## [WORK TO COMPLETE]
A – Update the Hive query passage, starting at the words "Cluster BY clause" and ending after "in the database.", with "employees_guru" changed to "staff_records" throughout.
B – Write the next part of the Hive query passage, picking up after its final sentence.

SELECT statement is used to retrieve the data from a table. WHERE clause works similar to a condition. It filters the data using the condition and gives you a finite result. The built-in operators and functions generate an expression, which fulfils the condition.
Syntax
Given below is the syntax of the SELECT query:
SELECT [ALL | DISTINCT] select_expr, select_expr, ...
FROM table_reference
[WHERE where_condition]
[GROUP BY col_list]
[HAVING having_condition]
[CLUSTER BY col_list | [DISTRIBUTE BY col_list] [SORT BY col_list]]
[LIMIT number];
Select-Order By Syntax
Given below is the syntax of the ORDER BY clause:
SELECT [ALL | DISTINCT] select_expr, select_expr, ...
FROM table_reference
[WHERE where_condition]
[GROUP BY col_list]
[HAVING having_condition]
[ORDER BY col_list]]
[LIMIT number];
Select-Group By
The GROUP BY clause is used to group all the records in a result set using a particular collection column. It is used to query a group of records.
Syntax
The syntax of GROUP BY clause is as follows:
SELECT [ALL | DISTINCT] select_expr, select_expr, ...
FROM table_reference
[WHERE where_condition]
[GROUP BY col_list]
[HAVING having_condition]
[ORDER BY col_list]]
[LIMIT number];
Sort by:
Sort by clause performs on column names of Hive tables to sort the output. We can mention DESC for sorting the order in descending order and mention ASC for Ascending order of the sort.
Query:
SELECT * from employees_guru SORT BY Id DESC;
Cluster By:
Cluster By used as an alternative for both Distribute BY and Sort BY clauses in Hive-QL.
Cluster BY clause used on tables present in Hive. Hive uses the columns in Cluster by to distribute the rows among reducers.
Query:
SELECT Id, Name from employees_guru CLUSTER BY Id;
Distribute By:
Distribute BY clause used on tables present in Hive. Hive uses the columns in Distribute by to distribute the rows among reducers. All Distribute BY columns will go to the same reducer.
It ensures each of N reducers gets non-overlapping ranges of column
It doesn't sort the output of each reducer
Query:
SELECT Id, Name from employees_guru DISTRIBUTE BY Id;
Select-Joins
JOIN is a clause that is used for combining specific fields from two tables by using values common to each one. It is used to combine records from two or more tables in the database.

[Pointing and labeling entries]
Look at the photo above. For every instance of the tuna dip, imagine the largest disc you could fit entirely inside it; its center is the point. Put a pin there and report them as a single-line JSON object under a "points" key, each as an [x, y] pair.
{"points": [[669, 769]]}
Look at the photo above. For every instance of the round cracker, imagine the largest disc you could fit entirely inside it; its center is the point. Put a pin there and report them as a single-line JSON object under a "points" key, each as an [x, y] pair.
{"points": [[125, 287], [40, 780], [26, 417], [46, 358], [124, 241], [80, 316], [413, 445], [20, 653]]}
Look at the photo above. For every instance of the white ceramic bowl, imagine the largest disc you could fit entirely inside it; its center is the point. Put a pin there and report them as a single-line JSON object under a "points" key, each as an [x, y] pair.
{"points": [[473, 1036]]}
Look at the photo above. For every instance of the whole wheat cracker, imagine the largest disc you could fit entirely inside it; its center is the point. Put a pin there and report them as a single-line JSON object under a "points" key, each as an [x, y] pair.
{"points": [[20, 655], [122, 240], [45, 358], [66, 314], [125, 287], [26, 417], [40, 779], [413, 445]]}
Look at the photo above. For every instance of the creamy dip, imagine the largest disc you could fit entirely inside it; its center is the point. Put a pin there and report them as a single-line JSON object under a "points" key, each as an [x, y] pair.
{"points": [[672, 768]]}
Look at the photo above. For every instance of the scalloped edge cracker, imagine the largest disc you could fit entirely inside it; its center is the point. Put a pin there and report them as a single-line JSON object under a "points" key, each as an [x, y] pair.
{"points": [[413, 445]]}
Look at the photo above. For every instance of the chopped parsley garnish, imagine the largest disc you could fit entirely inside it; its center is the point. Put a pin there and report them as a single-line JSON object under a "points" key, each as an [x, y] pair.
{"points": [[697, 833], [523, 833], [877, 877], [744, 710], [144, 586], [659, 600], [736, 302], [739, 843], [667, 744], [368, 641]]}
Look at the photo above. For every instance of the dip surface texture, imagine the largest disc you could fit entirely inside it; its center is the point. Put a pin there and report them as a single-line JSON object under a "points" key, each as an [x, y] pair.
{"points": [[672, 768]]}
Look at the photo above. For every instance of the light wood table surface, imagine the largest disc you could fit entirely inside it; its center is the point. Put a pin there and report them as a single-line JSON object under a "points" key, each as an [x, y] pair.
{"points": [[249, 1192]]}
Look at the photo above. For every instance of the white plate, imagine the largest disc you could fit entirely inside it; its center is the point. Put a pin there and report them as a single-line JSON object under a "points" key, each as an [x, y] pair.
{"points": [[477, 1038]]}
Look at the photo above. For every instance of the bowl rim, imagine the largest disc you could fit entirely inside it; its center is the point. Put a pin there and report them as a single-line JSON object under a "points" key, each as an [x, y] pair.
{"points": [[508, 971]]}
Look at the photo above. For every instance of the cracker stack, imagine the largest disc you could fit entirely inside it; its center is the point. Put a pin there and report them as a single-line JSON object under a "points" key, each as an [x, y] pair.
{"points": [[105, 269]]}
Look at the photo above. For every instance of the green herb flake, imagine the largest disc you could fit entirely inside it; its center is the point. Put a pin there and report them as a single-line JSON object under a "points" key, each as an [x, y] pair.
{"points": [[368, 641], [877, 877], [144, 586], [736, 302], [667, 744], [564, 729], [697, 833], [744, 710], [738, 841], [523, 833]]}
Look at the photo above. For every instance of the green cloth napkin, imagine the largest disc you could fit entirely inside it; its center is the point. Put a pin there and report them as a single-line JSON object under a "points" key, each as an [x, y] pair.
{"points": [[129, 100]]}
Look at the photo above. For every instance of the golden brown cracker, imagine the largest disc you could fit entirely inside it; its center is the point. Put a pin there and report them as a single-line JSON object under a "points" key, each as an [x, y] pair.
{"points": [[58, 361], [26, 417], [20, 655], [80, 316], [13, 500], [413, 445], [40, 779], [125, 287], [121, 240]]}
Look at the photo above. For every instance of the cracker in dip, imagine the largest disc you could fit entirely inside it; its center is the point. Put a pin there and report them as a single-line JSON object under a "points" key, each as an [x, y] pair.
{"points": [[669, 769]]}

## [TASK ANSWERS]
A –
Cluster BY clause used on tables present in Hive. Hive uses the columns in Cluster by to distribute the rows among reducers.
Query:
SELECT Id, Name from staff_records CLUSTER BY Id;
Distribute By:
Distribute BY clause used on tables present in Hive. Hive uses the columns in Distribute by to distribute the rows among reducers. All Distribute BY columns will go to the same reducer.
It ensures each of N reducers gets non-overlapping ranges of column
It doesn't sort the output of each reducer
Query:
SELECT Id, Name from staff_records DISTRIBUTE BY Id;
Select-Joins
JOIN is a clause that is used for combining specific fields from two tables by using values common to each one. It is used to combine records from two or more tables in the database.

B –
Syntax
join_table:
table_reference JOIN table_factor [join_condition]
| table_reference {LEFT|RIGHT|FULL} [OUTER] JOIN table_reference
join_condition
| table_reference LEFT SEMI JOIN table_reference join_condition
| table_reference CROSS JOIN table_reference [join_condition]
There are different types of joins given as follows:
JOIN
LEFT OUTER JOIN
RIGHT OUTER JOIN
FULL OUTER JOIN
JOIN
JOIN clause is used to combine and retrieve the records from multiple tables. JOIN is same as OUTER JOIN in SQL. A JOIN condition is to be raised using the primary keys and foreign keys of the tables.
The following query executes JOIN on the CUSTOMER and ORDER tables, and retrieves the records:
hive> SELECT c.ID, c.NAME, c.AGE, o.AMOUNT
FROM CUSTOMERS c JOIN ORDERS o
ON (c.ID = o.CUSTOMER_ID);
On successful execution of the query, you get to see the following response:
+----+----------+-----+--------+
| ID | NAME | AGE | AMOUNT |
+----+----------+-----+--------+
| 3 | kaushik | 23 | 3000 |
| 3 | kaushik | 23 | 1500 |
| 2 | Khilan | 25 | 1560 |
| 4 | Chaitali | 25 | 2060 |
+----+----------+-----+--------+
LEFT OUTER JOIN
The HiveQL LEFT OUTER JOIN returns all the rows from the left table, even if there are no matches in the right table. This means, if the ON clause matches 0 (zero) records in the right table, the JOIN still returns a row in the result, but with NULL in each column from the right table.
A LEFT JOIN returns all the values from the left table, plus the matched values from the right table, or NULL in case of no matching JOIN predicate.
The following query demonstrates LEFT OUTER JOIN between CUSTOMER and ORDER tables:
hive> SELECT c.ID, c.NAME, o.AMOUNT, o.DATE
FROM CUSTOMERS c
LEFT OUTER JOIN ORDERS o
ON (c.ID = o.CUSTOMER_ID);
On successful execution of the query, you get to see the following response:
+----+----------+--------+---------------------+
| ID | NAME | AMOUNT | DATE |
+----+----------+--------+---------------------+
| 1 | Ramesh | NULL | NULL |
| 2 | Khilan | 1560 | 2009-11-20 00:00:00 |
| 3 | kaushik | 3000 | 2009-10-08 00:00:00 |
| 3 | kaushik | 1500 | 2009-10-08 00:00:00 |
| 4 | Chaitali | 2060 | 2008-05-20 00:00:00 |
| 5 | Hardik | NULL | NULL |
| 6 | Komal | NULL | NULL |
| 7 | Muffy | NULL | NULL |
+----+----------+--------+---------------------+
RIGHT OUTER JOIN
The HiveQL RIGHT OUTER JOIN returns all the rows from the right table, even if there are no matches in the left table. If the ON clause matches 0 (zero) records in the left table, the JOIN still returns a row in the result, but with NULL in each column from the left table.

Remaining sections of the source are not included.